--- START OF Task material ---

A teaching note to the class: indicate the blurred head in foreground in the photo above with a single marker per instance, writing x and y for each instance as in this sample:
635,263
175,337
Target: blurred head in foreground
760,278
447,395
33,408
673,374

--- END OF Task material ---
--- START OF Task material ---

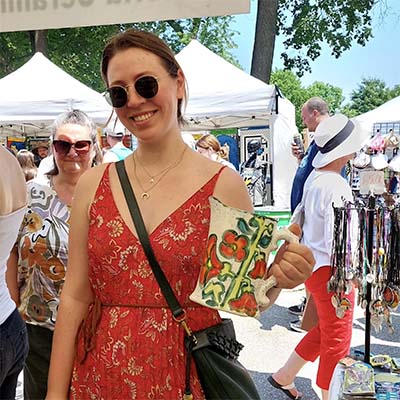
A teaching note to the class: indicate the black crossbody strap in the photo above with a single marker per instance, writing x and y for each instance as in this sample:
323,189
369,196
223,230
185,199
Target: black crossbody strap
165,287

--- END OF Task material ---
--- START OF Task material ---

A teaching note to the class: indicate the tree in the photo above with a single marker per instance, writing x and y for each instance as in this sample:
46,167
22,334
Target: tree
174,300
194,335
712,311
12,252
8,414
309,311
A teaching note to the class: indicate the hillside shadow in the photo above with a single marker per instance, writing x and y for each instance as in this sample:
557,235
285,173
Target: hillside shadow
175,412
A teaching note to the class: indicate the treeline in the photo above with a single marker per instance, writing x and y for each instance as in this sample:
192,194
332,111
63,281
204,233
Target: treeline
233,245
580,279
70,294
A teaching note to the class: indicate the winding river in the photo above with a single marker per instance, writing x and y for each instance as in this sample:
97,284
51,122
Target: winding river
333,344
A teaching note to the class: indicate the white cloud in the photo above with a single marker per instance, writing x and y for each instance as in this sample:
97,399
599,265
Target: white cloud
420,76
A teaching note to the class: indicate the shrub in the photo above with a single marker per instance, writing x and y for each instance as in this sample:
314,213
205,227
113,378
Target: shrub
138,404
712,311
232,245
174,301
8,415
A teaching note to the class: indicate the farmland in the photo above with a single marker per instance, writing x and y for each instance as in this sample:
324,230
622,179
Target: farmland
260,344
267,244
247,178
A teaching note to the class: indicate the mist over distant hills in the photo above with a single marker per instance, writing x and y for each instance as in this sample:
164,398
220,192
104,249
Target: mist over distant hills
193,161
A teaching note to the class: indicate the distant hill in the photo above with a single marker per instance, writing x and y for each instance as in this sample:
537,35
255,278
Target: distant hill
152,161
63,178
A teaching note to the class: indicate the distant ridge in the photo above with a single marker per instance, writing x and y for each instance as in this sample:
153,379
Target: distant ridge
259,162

--- END OF Task material ---

> _Aim of the task_:
Which lines of the data above contain the string "black"? Report each such line in full, treating case as significant.

> _Solution to the problem_:
A teaching note to the class: indicate the black crossbody strap in the photo above with a single marker per instance, writing x and y for each instance as in this sample:
Target: black crossbody strap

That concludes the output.